DATA:
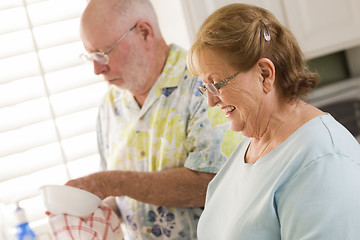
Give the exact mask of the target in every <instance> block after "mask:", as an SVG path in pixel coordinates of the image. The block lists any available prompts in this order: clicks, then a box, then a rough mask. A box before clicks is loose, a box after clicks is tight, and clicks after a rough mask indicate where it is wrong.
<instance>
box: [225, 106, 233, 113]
mask: <svg viewBox="0 0 360 240" xmlns="http://www.w3.org/2000/svg"><path fill="white" fill-rule="evenodd" d="M223 110H224V111H225V113H226V114H227V113H230V112H232V111H234V110H235V107H234V106H229V107H226V108H224V109H223Z"/></svg>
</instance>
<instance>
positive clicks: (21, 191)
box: [0, 165, 68, 204]
mask: <svg viewBox="0 0 360 240" xmlns="http://www.w3.org/2000/svg"><path fill="white" fill-rule="evenodd" d="M67 179H68V176H67V172H66V169H65V166H64V165H58V166H55V167H52V168H47V169H45V170H42V171H38V172H34V173H32V174H29V175H26V176H21V177H18V178H15V179H11V180H9V181H4V182H0V201H1V202H4V203H6V204H9V203H14V202H16V201H18V200H22V199H25V198H29V197H34V196H37V195H38V194H39V188H40V187H41V186H42V185H44V184H64V183H65V182H66V181H67Z"/></svg>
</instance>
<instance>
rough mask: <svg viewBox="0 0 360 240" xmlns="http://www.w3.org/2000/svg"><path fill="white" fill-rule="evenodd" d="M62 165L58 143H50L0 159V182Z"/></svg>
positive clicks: (10, 155)
mask: <svg viewBox="0 0 360 240" xmlns="http://www.w3.org/2000/svg"><path fill="white" fill-rule="evenodd" d="M61 163H62V156H61V150H60V145H59V143H57V142H55V143H51V144H47V145H43V146H41V147H38V148H32V149H30V150H28V151H24V152H19V153H15V154H13V155H8V156H6V157H2V158H0V166H1V168H0V182H3V181H6V180H9V179H11V178H16V177H18V176H23V175H27V174H31V173H32V172H36V171H39V170H42V169H45V168H48V167H53V166H55V165H59V164H61Z"/></svg>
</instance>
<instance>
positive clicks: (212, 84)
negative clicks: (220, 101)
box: [198, 72, 240, 97]
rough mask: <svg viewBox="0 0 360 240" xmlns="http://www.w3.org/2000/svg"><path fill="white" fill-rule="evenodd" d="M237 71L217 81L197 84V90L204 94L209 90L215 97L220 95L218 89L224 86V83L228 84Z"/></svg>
mask: <svg viewBox="0 0 360 240" xmlns="http://www.w3.org/2000/svg"><path fill="white" fill-rule="evenodd" d="M239 73H240V72H237V73H235V74H234V75H231V76H230V77H228V78H225V79H224V80H221V81H220V82H218V83H205V85H203V86H198V89H199V92H200V93H201V94H205V95H206V91H209V92H210V93H211V94H212V95H214V96H216V97H217V96H219V95H220V91H219V89H220V88H222V87H224V86H226V84H228V82H229V81H230V80H231V79H233V78H234V77H236V76H237V75H238V74H239Z"/></svg>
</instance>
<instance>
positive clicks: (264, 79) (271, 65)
mask: <svg viewBox="0 0 360 240" xmlns="http://www.w3.org/2000/svg"><path fill="white" fill-rule="evenodd" d="M258 66H259V68H260V71H261V76H262V85H263V89H264V92H265V93H269V92H270V91H271V90H272V89H273V87H274V84H275V66H274V64H273V62H272V61H271V60H270V59H268V58H260V59H259V61H258Z"/></svg>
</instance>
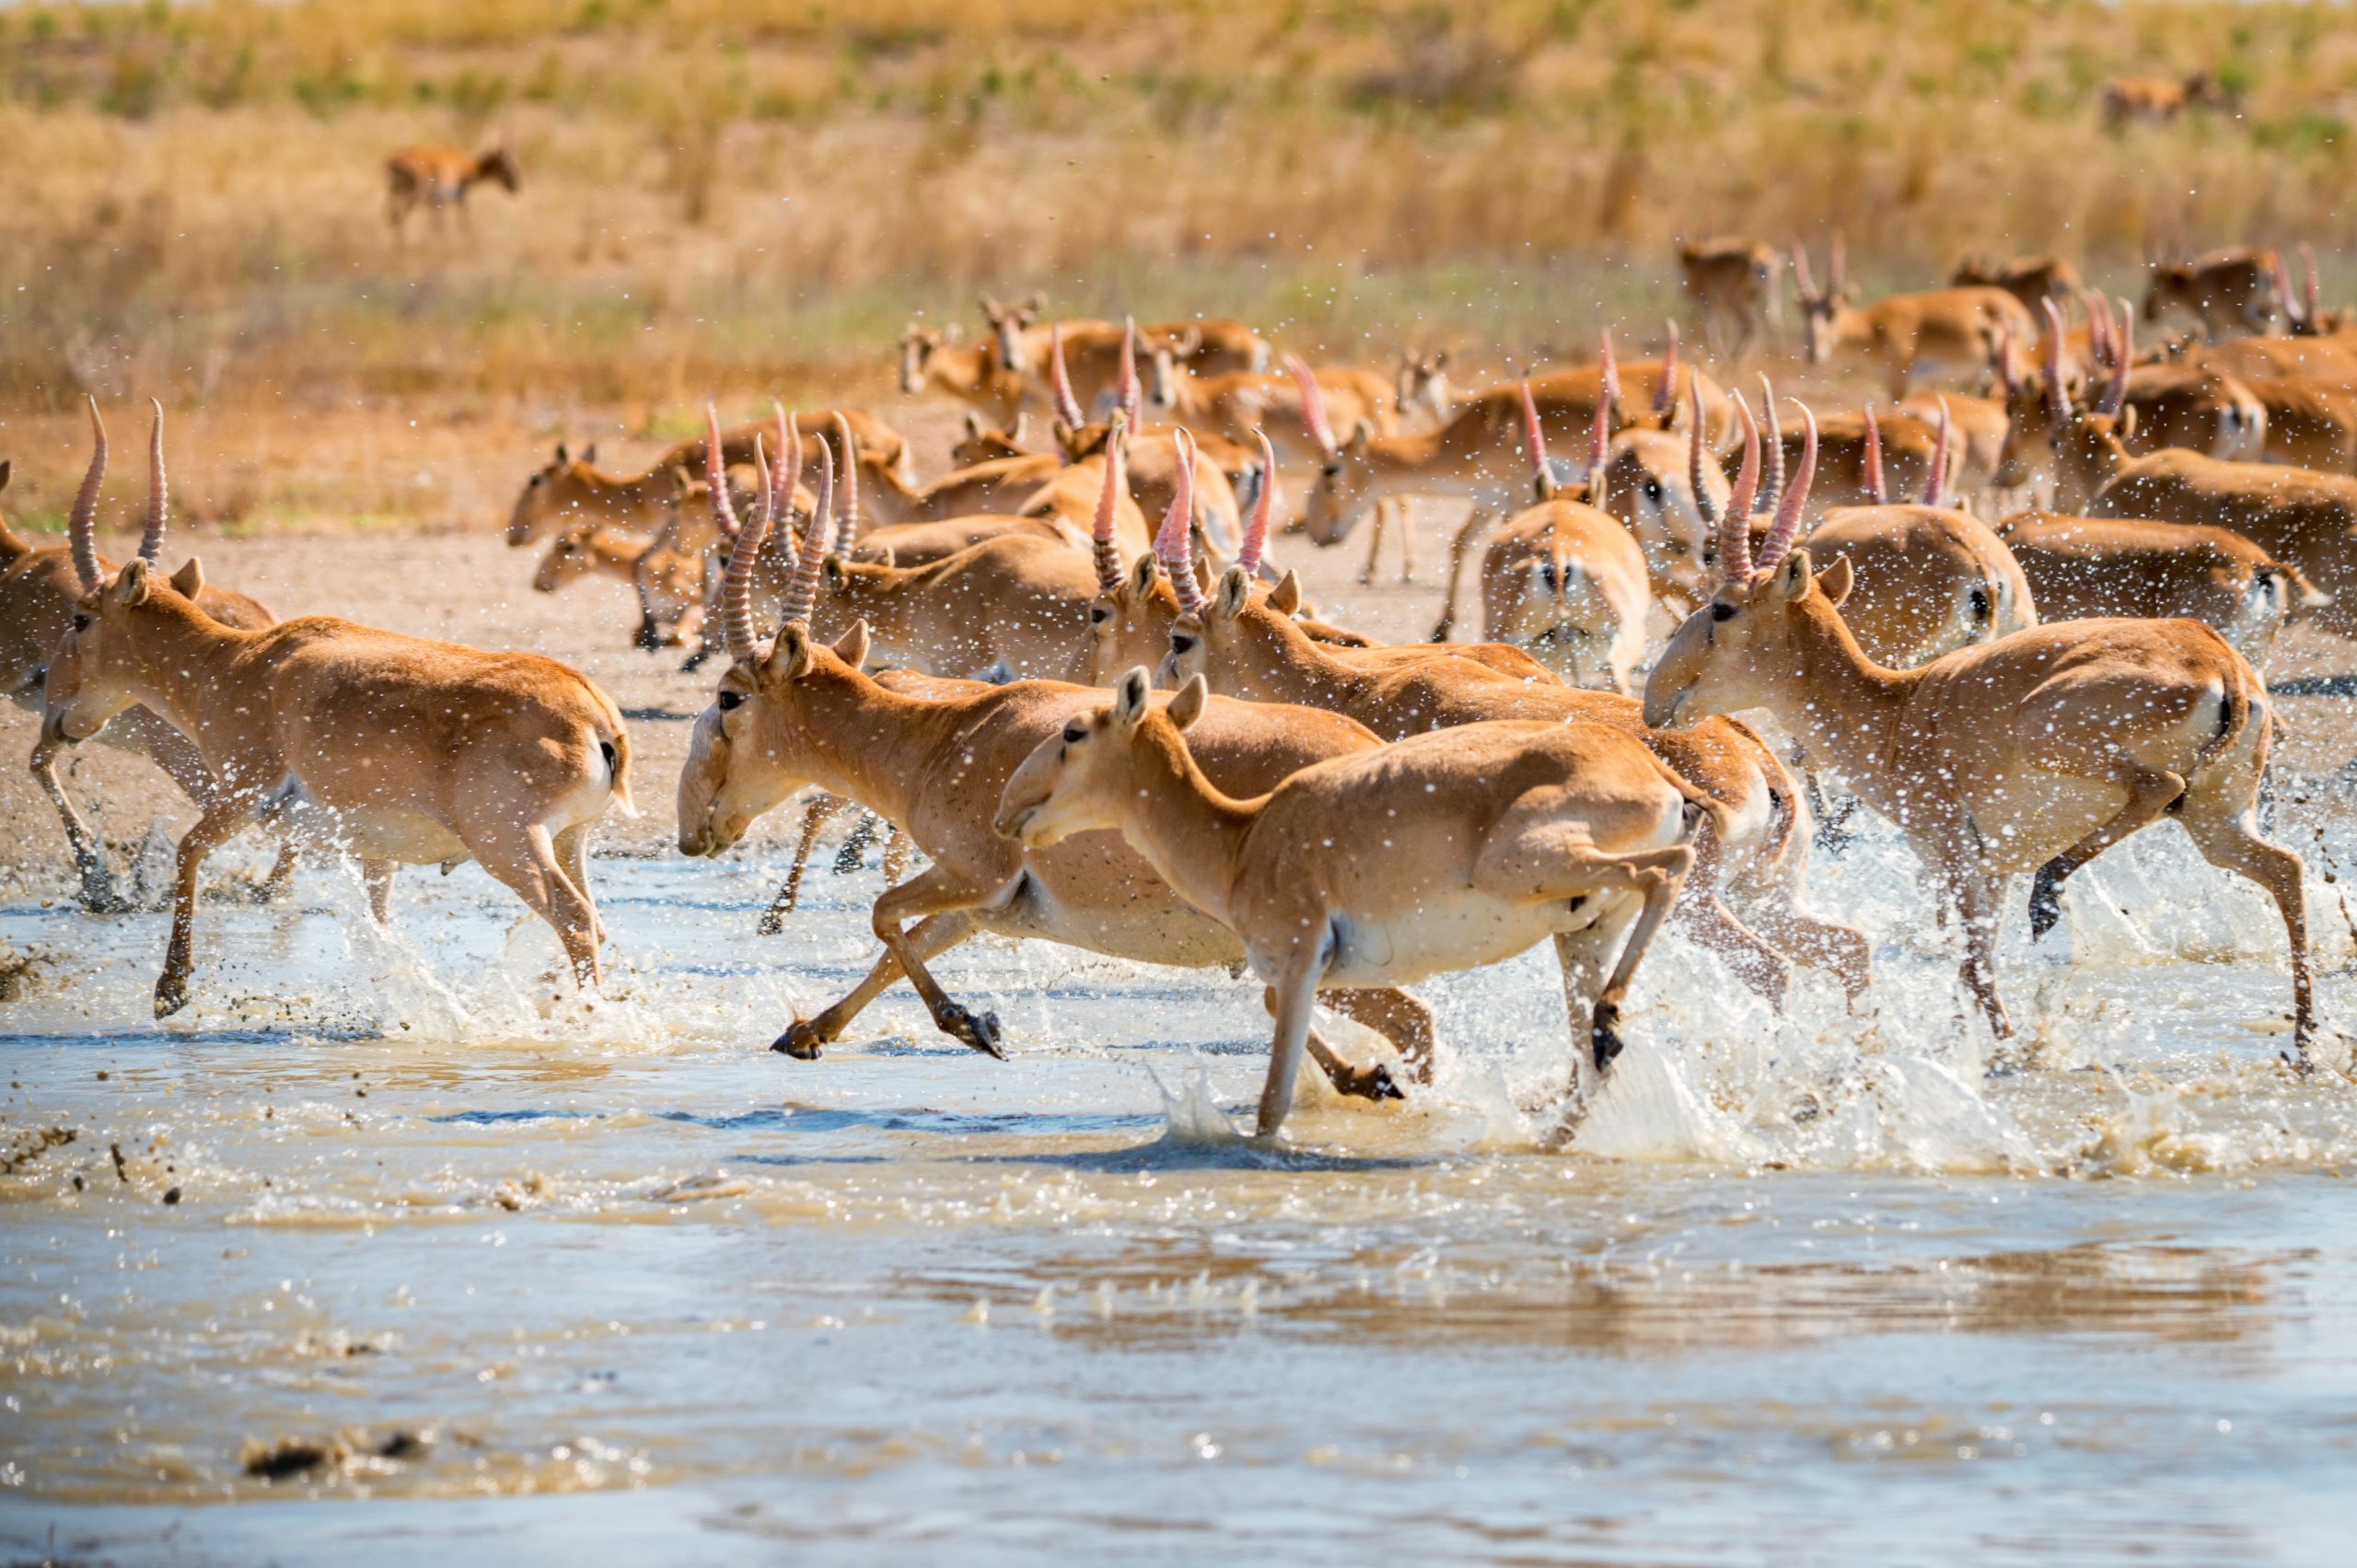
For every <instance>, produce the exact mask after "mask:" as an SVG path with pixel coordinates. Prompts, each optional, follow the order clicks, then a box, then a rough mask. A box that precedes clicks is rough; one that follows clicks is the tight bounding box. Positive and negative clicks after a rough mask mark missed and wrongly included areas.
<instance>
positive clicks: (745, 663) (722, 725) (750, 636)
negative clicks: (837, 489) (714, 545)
mask: <svg viewBox="0 0 2357 1568" xmlns="http://www.w3.org/2000/svg"><path fill="white" fill-rule="evenodd" d="M797 434H799V431H797ZM780 467H783V465H780ZM797 467H799V465H797ZM759 469H761V505H759V509H757V512H754V516H750V519H747V521H745V528H742V533H740V535H738V542H735V547H733V549H731V552H728V575H726V580H724V582H721V606H719V611H721V637H724V639H726V648H728V670H726V674H721V681H719V691H717V693H714V696H712V705H709V707H705V710H702V712H700V714H698V717H695V729H693V731H691V736H688V762H686V766H684V769H681V771H679V851H681V854H686V856H714V854H721V851H724V849H728V846H731V844H735V842H738V839H742V837H745V830H747V828H752V823H754V821H757V818H759V816H761V813H764V811H768V809H771V806H775V804H778V802H783V799H787V797H790V795H794V792H797V790H801V788H804V785H808V783H820V780H816V778H813V776H811V769H813V766H816V764H813V757H816V755H818V752H820V745H823V738H825V736H823V733H820V731H823V729H825V726H818V724H813V722H811V714H808V703H806V698H808V696H811V691H813V689H816V686H820V684H825V681H853V679H858V667H860V665H863V663H865V660H867V622H858V625H853V627H851V630H849V632H846V634H844V637H841V641H837V644H834V646H832V648H830V646H825V644H818V641H813V639H811V601H813V597H816V592H818V566H820V559H823V556H825V549H827V519H830V516H832V514H834V455H832V450H830V448H827V443H825V441H823V439H820V441H818V490H816V505H813V507H811V526H808V528H804V533H801V547H799V552H797V554H794V575H792V580H790V582H787V589H785V606H783V611H785V622H783V625H780V627H778V637H775V639H773V641H768V644H761V641H759V639H757V637H754V620H752V580H754V559H757V556H759V554H761V545H764V540H766V538H768V531H771V528H773V526H775V523H778V516H780V512H783V509H785V498H783V495H780V490H783V488H785V486H783V483H780V481H778V476H775V469H773V467H771V465H768V462H761V465H759ZM787 474H792V469H787Z"/></svg>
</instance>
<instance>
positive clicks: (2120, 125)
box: [2102, 71, 2230, 130]
mask: <svg viewBox="0 0 2357 1568" xmlns="http://www.w3.org/2000/svg"><path fill="white" fill-rule="evenodd" d="M2197 106H2213V108H2227V106H2230V99H2227V94H2225V92H2220V90H2218V83H2213V80H2211V73H2209V71H2194V73H2192V75H2187V78H2183V80H2168V78H2166V75H2114V78H2110V80H2107V83H2105V85H2102V123H2105V127H2107V130H2124V127H2126V125H2128V123H2131V120H2147V123H2152V125H2168V123H2171V120H2176V118H2178V116H2183V113H2185V111H2187V108H2197Z"/></svg>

ABOUT THIS TASK:
Convert the records, from their start through the line containing "box: [225, 106, 233, 113]", into a Markdown table with the columns No. and Line, one row per line. Skip blank lines and omit the pictures.

EXERCISE RESPONSE:
| No. | Line |
|---|---|
| 1 | Give the exact mask of the target in every <instance> block after "mask:", as an SVG path in pixel coordinates of the image. The block lists any available prompts in this order: clicks, then a box, then a rough mask. A box before clicks is loose, a box after clicks is tight, and clicks after a rough mask indicate where it is wrong. |
| 2 | <instance> |
| 3 | box: [225, 106, 233, 113] |